Data records
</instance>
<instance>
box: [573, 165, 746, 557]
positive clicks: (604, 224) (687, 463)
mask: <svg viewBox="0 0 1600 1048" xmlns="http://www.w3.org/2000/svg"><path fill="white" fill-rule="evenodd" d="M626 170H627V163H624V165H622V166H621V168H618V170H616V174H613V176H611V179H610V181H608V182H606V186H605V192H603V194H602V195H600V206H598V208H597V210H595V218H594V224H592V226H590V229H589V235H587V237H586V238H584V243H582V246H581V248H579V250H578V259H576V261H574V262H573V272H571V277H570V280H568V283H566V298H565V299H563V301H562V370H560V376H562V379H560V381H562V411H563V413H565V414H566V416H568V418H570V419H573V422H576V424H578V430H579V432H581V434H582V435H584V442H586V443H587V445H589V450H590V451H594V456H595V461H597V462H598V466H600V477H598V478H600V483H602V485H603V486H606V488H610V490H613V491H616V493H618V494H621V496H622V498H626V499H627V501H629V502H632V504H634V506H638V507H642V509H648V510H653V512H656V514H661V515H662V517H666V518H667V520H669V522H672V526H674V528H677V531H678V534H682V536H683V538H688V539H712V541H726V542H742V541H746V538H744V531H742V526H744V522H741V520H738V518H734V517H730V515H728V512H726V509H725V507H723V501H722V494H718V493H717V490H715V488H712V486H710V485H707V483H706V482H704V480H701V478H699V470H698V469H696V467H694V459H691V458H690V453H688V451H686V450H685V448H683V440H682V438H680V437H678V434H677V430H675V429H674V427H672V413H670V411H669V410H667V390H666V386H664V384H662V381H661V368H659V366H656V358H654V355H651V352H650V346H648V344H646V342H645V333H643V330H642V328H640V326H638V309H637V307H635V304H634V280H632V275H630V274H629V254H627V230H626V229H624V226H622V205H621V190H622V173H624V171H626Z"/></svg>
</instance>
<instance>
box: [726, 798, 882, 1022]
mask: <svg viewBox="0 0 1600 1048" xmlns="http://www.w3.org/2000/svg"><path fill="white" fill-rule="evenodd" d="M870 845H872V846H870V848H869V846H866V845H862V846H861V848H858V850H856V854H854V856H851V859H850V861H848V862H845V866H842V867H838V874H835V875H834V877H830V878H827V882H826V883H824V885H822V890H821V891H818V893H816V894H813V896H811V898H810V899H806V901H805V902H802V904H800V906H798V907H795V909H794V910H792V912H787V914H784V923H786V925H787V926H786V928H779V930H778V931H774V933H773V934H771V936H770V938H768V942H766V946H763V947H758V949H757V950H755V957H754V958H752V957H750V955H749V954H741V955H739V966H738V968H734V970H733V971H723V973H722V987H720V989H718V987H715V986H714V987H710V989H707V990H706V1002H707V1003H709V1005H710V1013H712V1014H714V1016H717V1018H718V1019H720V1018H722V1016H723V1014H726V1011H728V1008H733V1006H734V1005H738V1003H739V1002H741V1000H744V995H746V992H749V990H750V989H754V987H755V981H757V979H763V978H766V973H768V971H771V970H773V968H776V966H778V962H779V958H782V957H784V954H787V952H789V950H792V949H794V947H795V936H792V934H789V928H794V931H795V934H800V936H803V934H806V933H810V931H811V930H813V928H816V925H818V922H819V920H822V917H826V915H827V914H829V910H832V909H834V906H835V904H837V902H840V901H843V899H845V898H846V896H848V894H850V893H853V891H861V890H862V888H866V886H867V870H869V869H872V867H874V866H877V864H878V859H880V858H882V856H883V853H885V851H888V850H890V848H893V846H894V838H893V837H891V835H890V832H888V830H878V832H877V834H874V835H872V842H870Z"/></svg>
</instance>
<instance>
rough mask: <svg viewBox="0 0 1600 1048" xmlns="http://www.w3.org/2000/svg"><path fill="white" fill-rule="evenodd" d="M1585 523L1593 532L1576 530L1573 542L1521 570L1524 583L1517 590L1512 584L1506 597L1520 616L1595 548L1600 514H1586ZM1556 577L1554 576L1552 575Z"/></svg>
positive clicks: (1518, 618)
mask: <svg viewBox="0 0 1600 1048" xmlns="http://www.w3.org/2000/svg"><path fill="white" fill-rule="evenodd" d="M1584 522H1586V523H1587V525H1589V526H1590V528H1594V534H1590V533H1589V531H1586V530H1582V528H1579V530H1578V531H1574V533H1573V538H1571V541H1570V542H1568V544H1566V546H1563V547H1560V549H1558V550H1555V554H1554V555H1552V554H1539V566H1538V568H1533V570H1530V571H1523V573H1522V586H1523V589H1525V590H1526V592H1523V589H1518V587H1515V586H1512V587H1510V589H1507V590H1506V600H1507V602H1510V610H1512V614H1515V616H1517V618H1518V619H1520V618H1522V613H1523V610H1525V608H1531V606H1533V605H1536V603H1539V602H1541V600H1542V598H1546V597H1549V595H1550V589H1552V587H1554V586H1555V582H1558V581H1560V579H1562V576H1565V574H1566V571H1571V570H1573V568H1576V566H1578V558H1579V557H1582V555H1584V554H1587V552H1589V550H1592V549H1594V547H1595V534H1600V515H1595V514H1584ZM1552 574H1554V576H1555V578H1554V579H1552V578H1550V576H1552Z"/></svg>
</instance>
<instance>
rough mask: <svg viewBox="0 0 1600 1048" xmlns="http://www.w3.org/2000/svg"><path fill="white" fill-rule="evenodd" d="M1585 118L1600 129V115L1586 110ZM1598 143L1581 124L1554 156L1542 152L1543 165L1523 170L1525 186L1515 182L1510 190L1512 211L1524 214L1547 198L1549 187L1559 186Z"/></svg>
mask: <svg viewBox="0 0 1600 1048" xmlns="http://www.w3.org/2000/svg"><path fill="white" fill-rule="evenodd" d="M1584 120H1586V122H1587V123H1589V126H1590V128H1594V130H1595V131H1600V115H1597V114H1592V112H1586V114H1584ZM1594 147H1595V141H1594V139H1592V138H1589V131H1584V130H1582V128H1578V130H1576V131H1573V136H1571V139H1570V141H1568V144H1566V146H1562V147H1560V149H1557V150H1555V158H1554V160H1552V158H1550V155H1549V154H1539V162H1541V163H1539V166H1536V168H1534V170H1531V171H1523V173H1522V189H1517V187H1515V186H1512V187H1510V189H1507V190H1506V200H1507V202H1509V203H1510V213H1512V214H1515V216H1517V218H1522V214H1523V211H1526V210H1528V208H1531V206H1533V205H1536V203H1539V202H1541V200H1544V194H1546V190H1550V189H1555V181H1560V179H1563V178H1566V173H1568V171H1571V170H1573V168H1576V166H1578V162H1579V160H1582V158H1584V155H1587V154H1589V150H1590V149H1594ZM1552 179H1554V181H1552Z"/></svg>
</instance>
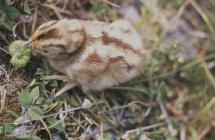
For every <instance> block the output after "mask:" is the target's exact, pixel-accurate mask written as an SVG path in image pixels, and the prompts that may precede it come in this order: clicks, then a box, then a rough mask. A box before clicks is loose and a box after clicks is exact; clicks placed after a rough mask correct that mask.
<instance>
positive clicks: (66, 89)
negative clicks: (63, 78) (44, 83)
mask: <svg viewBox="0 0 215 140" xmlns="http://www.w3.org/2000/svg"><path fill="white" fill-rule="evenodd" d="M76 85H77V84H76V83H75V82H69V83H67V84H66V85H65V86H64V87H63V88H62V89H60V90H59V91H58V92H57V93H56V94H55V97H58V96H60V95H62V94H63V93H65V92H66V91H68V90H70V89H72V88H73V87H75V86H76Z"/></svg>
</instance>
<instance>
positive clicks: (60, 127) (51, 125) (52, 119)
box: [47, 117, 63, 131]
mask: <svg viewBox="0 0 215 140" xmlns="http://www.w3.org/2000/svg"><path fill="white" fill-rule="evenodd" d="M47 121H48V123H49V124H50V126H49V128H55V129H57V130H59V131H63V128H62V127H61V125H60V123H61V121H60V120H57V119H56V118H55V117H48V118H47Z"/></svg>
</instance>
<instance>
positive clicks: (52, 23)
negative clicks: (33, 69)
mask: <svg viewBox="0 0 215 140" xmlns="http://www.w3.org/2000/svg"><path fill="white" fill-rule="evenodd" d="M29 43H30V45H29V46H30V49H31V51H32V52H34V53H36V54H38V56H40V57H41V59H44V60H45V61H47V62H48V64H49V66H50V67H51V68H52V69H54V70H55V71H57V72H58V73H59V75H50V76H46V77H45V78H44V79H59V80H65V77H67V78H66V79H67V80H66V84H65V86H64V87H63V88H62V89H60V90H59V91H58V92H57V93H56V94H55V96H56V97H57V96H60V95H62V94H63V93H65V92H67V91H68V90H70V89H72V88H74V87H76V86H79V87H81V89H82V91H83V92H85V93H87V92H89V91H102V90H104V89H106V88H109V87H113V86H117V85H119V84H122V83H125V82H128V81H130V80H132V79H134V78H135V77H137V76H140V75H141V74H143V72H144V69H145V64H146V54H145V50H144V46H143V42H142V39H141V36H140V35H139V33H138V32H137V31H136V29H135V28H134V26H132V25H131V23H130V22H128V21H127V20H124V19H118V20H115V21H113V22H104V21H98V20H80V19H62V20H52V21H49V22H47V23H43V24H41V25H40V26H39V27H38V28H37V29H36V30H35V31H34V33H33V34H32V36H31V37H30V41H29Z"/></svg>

→ Task to complete:
Pick out every line of the listing that contains the word "positive", and copy each one in full.

→ Response for this exercise:
positive clicks: (604, 224) (687, 463)
positive clicks: (1518, 618)
positive clicks: (66, 89)
positive clicks: (60, 127) (51, 125) (52, 119)
positive clicks: (52, 23)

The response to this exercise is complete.